=== What is needed ===
Render the entries below as a two-column CSV with the columns "prompt" and "keypoints": one row per entry, its text in one quoted field and its answer in the other, with line breaks turned into spaces. Leave the pictures out.

Saved data entries
------------------------------

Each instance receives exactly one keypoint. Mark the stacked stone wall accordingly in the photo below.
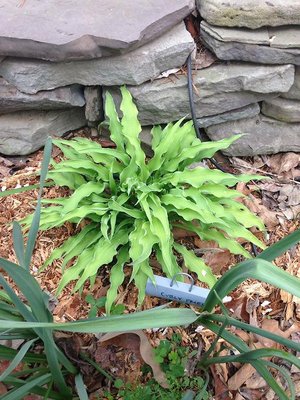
(54, 74)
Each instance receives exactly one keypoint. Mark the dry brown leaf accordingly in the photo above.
(220, 388)
(240, 377)
(255, 381)
(271, 325)
(239, 397)
(288, 162)
(243, 374)
(138, 342)
(268, 217)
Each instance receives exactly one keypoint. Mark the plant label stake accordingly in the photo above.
(170, 289)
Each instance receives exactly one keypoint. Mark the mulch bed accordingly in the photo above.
(277, 201)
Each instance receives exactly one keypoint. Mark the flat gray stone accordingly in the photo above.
(245, 112)
(285, 37)
(294, 92)
(24, 132)
(282, 109)
(220, 88)
(250, 13)
(242, 35)
(66, 30)
(262, 135)
(93, 106)
(282, 37)
(248, 52)
(11, 99)
(145, 63)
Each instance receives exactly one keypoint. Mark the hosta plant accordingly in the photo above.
(130, 204)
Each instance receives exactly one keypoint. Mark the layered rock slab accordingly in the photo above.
(244, 112)
(24, 132)
(145, 63)
(11, 99)
(219, 88)
(66, 30)
(250, 13)
(238, 44)
(94, 105)
(282, 109)
(261, 135)
(294, 92)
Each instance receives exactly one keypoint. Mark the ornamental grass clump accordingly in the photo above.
(131, 204)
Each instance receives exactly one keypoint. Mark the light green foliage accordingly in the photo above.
(172, 357)
(132, 204)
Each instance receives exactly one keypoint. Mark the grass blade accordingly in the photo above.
(140, 320)
(21, 392)
(256, 269)
(17, 359)
(280, 247)
(80, 388)
(36, 217)
(251, 328)
(18, 241)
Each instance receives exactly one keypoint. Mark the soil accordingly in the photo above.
(276, 201)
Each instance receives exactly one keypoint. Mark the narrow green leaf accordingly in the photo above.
(19, 244)
(195, 264)
(139, 320)
(256, 269)
(81, 388)
(36, 217)
(17, 359)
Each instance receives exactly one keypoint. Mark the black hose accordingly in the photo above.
(196, 126)
(193, 112)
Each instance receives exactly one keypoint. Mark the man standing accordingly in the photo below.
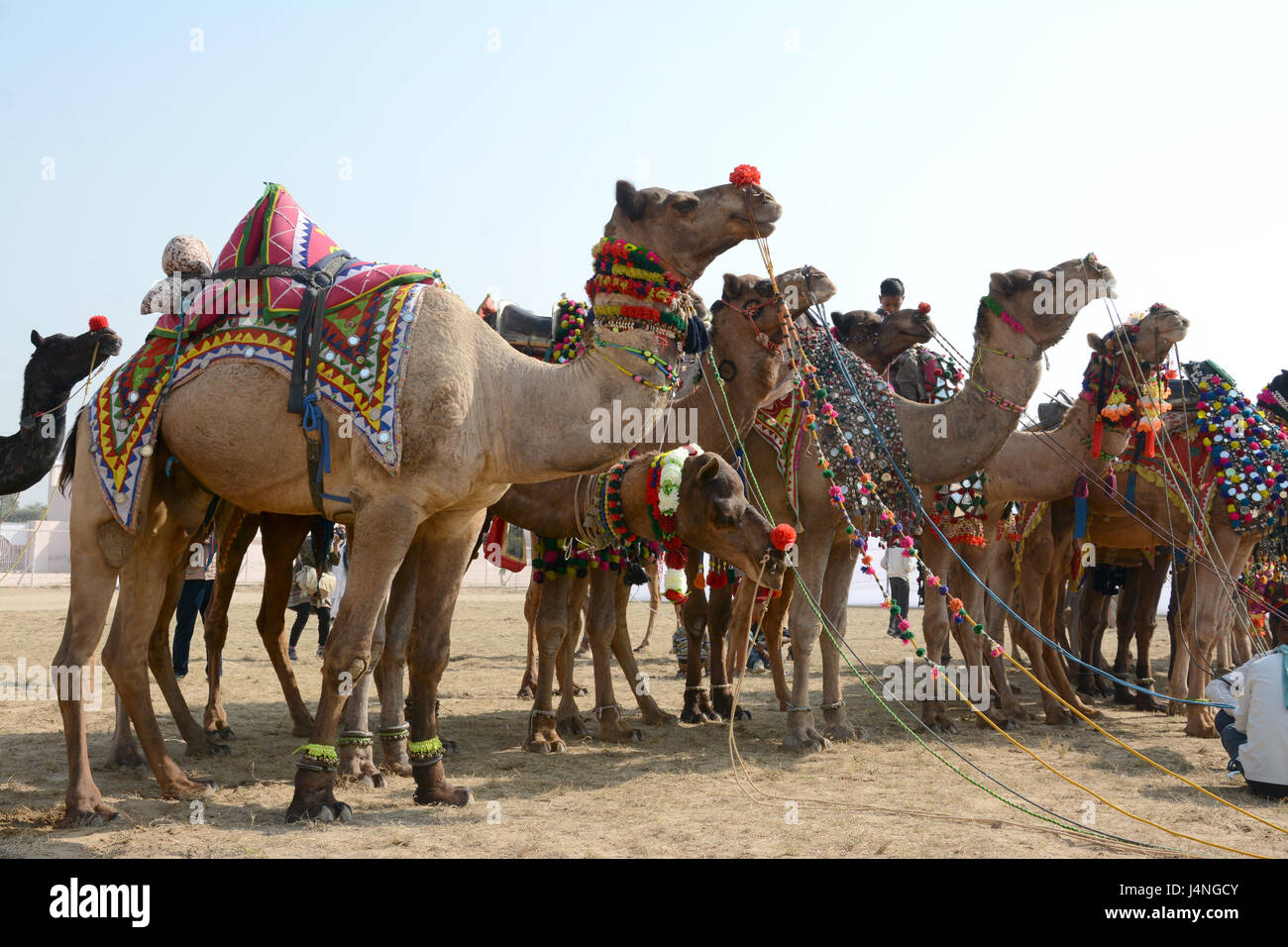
(900, 570)
(197, 586)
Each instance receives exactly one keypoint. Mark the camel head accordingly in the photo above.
(713, 515)
(880, 341)
(1149, 341)
(690, 228)
(60, 361)
(1273, 399)
(1042, 304)
(752, 298)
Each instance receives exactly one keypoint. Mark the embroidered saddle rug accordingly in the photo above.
(365, 335)
(1228, 451)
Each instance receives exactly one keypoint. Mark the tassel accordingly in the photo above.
(1081, 491)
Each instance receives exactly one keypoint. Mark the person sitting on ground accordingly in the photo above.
(1256, 735)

------------------------------

=== Problem solution ===
prompt,keypoints
"Each instance receives exactly one keypoint. Mark the stacked stone wall accordingly in the photo below.","(54, 74)"
"Each instance receives exactly one keypoint. Mark the dry brown leaf accordingly in the photo above.","(220, 388) (240, 377) (255, 381) (271, 325) (239, 397) (288, 162) (243, 374) (138, 342) (268, 217)"
"Each instance receives exactly one keypoint. Mark the plant label stake accordingly in the photo above.","(170, 289)"
"Each instance receives exactly one keypoint. Mark the mulch bed accordingly in the photo above.","(277, 201)"
"Each instance receives exactly one keypoint. Mark the flat gray stone accordingly in the photo above.","(245, 112) (285, 37) (294, 92) (24, 132) (282, 109) (220, 88) (250, 13) (242, 35) (66, 30) (262, 135) (93, 106) (282, 37) (248, 52) (11, 99) (145, 63)"
"Each instance receives exactly one keypoint. Mark the hosta plant accordingly in the photo above.","(130, 204)"
"Each instance receives exactly one keypoint. Mark the layered rock slab accordingly in the photo above.","(244, 112) (24, 132) (145, 63) (11, 99) (219, 88) (66, 30) (250, 13) (238, 44) (94, 105) (282, 109) (261, 135) (294, 92)"
"Each instance receives exactly one keypoint. Mark the ornamental grass clump accordingly in the photo above.","(131, 204)"
"Each instance receives exactly one keypoint. Mark the light green foliage accordingly in the photo above.","(172, 357) (132, 204)"
"Each instance receives exactly one keypoint. Mark the grass blade accordingly in the photo above.","(140, 320) (21, 392) (256, 269) (17, 359) (280, 247) (80, 388) (36, 217) (251, 328) (18, 241)"
"Each instance receives exactly one keypoint. Mark the soil accordingly in the photo above.","(276, 201)"
"Each instance receives exactly one keypoint. Mark the narrow green leaf accordingly in the photo above.","(19, 244) (195, 264) (139, 320) (256, 269) (81, 388) (36, 217) (17, 359)"
"Each instance receives exactly one keypoint. Mark the black hose accordingly in the photo above.","(196, 126) (193, 112)"
"Each instance receives exactly one keypoint. Mark the man standing accordingly in the photo below.","(900, 570) (197, 586)"
"Each instance receives exactly one keypoint. Mark the camel head accordingly in the photo above.","(713, 515) (880, 341) (1149, 341) (690, 228) (60, 361) (1273, 399) (1042, 304) (752, 298)"
"Each instance receives exactly one keypoint. Mark the embroidered saddle rug accordingly in the photo above.","(365, 335) (1228, 451)"
"Each instance receives exactly one keypoint. Mark the tassel accordingly in the photo above.","(1081, 491)"
"Each instance receives exactly one keypoint. Mark the person sitting on ground accordingly in the photo above.","(1256, 735)"